- Given exercise
Tally the lines in the entries below that contain the word "jacket", counting only matches with the same upper and lower case, and reply with that number alone.
::: Working data :::
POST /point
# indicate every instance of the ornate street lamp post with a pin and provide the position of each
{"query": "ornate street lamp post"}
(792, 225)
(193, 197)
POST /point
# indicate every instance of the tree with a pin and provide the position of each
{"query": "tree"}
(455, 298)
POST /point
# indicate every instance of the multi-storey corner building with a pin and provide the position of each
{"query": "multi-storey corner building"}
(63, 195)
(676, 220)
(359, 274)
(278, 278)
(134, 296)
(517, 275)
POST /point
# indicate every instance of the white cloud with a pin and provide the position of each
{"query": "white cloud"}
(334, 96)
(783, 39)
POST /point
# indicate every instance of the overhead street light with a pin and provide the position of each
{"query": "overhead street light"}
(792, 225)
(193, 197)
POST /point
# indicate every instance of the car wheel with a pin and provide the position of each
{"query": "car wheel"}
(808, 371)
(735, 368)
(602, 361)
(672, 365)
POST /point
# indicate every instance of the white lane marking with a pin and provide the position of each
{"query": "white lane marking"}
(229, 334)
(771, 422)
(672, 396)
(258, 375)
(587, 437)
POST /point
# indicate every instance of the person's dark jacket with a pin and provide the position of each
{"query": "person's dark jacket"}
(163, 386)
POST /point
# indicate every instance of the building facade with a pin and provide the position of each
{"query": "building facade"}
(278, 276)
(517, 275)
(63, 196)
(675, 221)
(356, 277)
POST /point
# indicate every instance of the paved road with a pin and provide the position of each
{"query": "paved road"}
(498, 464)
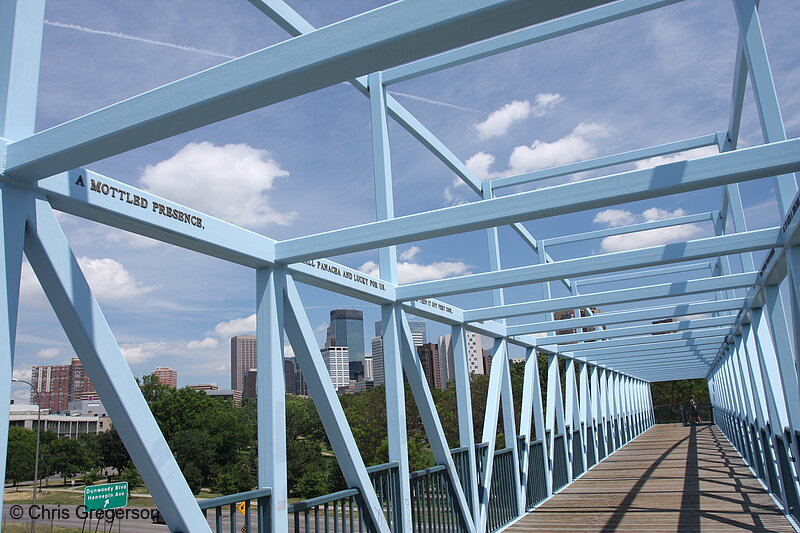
:::
- Final result
2